AVAILABLE DATA —
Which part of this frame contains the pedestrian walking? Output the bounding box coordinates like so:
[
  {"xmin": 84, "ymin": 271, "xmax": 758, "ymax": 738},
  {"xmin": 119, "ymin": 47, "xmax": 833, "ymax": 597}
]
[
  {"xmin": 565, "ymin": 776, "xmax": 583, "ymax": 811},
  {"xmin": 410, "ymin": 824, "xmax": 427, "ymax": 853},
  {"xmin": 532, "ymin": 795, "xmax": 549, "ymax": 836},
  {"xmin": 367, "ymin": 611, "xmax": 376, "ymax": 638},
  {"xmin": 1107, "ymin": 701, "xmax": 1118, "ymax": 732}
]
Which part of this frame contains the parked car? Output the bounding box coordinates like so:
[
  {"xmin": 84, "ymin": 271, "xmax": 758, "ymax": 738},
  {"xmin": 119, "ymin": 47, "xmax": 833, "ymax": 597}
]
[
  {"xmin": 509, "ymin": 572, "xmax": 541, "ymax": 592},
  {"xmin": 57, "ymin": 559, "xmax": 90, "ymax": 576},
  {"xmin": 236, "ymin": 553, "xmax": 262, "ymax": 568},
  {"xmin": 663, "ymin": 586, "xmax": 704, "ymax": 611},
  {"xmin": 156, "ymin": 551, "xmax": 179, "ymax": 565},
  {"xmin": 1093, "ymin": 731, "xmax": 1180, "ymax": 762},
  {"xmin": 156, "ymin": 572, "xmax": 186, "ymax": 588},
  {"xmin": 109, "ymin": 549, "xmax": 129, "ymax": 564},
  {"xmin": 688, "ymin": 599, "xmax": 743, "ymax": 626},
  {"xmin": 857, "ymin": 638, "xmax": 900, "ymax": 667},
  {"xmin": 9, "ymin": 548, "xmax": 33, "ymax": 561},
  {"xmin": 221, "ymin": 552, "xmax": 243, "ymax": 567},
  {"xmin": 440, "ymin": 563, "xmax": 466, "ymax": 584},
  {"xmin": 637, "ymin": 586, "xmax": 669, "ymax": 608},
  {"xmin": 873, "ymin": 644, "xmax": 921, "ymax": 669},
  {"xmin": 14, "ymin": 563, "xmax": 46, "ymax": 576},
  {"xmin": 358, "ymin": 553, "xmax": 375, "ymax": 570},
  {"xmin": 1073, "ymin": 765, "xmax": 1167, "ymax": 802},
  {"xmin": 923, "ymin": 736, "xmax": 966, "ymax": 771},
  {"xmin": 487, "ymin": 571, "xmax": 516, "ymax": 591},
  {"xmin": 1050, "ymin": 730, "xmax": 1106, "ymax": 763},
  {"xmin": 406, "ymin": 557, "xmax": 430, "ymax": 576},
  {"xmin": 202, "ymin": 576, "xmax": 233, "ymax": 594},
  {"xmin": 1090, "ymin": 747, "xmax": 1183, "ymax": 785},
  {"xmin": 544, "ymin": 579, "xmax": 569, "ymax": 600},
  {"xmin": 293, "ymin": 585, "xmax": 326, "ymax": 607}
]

PROMPT —
Go through the records above and, whenever a line includes the word "this", copy it.

ANSWER FOR THE TASK —
Which part of this frame contains the pedestrian walking? Output the bounding box coordinates like so:
Which part of this frame contains the parked car? Output the bounding box coordinates like so:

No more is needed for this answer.